**SOURCE DOCUMENT**:
↓
Think of all the things you hate about using computers in doing research. Software installation. Getting your colleagues’ scripts to work on your machine. System updates that break your computational code. The multitude of file formats and the eternal need for conversion. That great library that’s unfortunately written in the wrong language for you. Dependency and provenance tracking. Irreproducible computations. They all have something in common: they are consequences of the difficulty of composing digital information. In the following, I will explain the root causes of these problem. That won’t make them go away, but understanding the issues will perhaps help you to deal with them more efficiently, and to avoid them as much as possible in the future.
Composing information is something we all do every day, mostly without thinking of it. A shopping list is the composition of names of things you need to buy. An e-mail message is the composition of the recipients’ addresses, a subject line, and the body of the message. An address book is a composition of addresses, which in turn are compositions of various pieces of information related to some person.
Science has its own information items and associated compositions. Measurements are composed into tables. Mathematical equations are composed into more complex equations. Datasets are composed to make a database. Hypotheses are composed to make a model.
↑
**DATASET**:
↓
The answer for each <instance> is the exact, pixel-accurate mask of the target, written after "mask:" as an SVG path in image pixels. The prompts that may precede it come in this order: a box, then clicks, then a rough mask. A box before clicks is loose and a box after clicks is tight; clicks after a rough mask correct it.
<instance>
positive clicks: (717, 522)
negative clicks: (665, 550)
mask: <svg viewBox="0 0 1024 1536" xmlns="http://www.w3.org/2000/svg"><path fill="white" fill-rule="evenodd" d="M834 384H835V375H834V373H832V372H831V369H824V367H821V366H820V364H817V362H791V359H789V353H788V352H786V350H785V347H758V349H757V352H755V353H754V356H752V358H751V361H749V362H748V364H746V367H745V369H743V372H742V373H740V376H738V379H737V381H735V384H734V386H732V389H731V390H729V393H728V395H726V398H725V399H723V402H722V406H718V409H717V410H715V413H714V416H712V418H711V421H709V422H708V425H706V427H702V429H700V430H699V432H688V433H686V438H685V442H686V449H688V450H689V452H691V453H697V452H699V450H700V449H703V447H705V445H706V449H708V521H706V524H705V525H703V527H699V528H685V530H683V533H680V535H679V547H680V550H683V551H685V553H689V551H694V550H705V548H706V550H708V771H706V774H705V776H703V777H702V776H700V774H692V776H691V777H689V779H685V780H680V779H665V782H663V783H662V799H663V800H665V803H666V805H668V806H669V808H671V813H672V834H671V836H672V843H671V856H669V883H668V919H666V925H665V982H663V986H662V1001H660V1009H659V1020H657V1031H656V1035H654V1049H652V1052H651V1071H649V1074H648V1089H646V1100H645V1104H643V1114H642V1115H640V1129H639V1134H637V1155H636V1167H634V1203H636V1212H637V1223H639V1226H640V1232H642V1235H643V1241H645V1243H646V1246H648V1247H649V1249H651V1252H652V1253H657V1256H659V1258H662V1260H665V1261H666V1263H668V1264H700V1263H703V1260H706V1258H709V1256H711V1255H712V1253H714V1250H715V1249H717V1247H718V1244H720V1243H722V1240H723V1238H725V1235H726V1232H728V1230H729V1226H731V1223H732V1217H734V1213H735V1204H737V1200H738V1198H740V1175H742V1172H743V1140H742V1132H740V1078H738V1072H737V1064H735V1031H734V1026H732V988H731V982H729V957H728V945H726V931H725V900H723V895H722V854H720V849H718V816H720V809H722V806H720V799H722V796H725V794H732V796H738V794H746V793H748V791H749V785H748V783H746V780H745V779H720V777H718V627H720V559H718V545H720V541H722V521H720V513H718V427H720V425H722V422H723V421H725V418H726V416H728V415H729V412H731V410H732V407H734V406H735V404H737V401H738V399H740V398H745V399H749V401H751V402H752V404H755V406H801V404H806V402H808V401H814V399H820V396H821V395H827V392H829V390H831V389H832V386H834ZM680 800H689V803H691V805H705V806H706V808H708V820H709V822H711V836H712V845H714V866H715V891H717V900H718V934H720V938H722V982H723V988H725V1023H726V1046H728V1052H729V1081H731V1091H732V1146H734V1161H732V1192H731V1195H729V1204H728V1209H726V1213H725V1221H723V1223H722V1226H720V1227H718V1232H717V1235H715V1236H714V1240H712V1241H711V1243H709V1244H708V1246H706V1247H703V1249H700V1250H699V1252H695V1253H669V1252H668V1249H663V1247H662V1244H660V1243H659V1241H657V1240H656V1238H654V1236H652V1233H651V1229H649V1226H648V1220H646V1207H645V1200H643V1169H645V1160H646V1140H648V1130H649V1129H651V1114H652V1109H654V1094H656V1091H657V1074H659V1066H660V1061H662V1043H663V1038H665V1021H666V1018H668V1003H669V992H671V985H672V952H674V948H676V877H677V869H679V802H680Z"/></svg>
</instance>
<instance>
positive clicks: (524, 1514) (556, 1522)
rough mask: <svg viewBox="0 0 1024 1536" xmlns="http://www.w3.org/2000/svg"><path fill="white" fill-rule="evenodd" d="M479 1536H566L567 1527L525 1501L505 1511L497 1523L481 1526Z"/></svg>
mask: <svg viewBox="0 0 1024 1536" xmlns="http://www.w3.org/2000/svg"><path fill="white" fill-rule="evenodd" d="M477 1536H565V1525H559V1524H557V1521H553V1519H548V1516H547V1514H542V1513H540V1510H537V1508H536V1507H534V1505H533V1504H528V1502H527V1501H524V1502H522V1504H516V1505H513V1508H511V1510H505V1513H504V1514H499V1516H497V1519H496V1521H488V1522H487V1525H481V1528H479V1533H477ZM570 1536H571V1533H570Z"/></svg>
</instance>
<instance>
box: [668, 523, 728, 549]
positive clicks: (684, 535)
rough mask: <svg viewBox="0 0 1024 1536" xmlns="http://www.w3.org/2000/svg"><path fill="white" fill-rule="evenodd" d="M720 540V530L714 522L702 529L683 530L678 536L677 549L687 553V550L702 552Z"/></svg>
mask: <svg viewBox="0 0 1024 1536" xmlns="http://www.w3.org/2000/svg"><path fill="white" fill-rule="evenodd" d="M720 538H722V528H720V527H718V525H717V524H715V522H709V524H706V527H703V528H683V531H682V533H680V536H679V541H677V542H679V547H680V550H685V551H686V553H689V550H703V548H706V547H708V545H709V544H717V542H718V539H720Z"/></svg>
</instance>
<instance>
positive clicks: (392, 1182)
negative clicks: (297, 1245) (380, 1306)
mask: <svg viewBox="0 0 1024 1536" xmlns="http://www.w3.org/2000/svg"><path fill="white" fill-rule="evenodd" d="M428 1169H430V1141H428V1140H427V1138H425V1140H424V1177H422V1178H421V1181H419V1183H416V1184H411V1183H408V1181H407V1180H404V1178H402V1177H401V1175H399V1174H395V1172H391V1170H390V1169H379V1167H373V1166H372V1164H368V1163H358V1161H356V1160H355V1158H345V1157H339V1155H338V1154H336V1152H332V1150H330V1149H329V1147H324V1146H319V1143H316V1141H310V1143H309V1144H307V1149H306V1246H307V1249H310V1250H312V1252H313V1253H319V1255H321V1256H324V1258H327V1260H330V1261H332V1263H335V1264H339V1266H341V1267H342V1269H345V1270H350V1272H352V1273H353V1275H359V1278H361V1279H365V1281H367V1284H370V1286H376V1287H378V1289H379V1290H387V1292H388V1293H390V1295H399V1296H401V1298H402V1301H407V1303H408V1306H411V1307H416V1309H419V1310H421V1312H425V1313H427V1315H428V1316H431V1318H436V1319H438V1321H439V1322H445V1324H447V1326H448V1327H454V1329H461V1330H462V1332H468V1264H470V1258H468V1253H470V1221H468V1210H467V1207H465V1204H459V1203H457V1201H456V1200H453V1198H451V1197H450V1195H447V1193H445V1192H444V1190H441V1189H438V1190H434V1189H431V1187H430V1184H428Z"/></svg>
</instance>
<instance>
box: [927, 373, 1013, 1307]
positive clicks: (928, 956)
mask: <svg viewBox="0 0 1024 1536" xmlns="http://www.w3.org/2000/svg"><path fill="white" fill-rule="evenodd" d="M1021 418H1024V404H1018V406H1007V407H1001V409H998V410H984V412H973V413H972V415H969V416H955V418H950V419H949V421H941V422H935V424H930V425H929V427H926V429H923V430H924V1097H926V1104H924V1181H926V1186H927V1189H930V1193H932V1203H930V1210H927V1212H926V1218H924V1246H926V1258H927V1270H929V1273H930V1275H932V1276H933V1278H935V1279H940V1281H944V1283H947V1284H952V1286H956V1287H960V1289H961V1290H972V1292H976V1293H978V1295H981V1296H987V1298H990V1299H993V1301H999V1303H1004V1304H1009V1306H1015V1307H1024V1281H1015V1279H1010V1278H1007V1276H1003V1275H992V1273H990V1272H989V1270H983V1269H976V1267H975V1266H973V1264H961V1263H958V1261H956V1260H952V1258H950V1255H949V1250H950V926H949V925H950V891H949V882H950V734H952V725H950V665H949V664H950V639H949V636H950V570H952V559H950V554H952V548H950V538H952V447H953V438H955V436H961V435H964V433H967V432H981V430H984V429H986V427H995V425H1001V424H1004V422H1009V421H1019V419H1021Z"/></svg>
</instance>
↑
**EXPLORE THE MATERIAL**:
[A] Answer these from the passage on composing information:
(i) What is an e-mail message composed of?
(ii) What are measurements composed into?
(iii) What do the listed frustrations with research computing have in common?
[B] According to the passage on composing information, why is explaining the root causes of these problems worthwhile even though it won't make them go away?
The data was taken from a different source than the passage.

**TASK SOLUTIONS**:
[A]
(i) The recipients' addresses, a subject line, and the body of the message.
(ii) Tables.
(iii) They are consequences of the difficulty of composing digital information.

[B] Understanding the issues may help people deal with the problems more efficiently. It may also help them avoid the problems as much as possible in the future.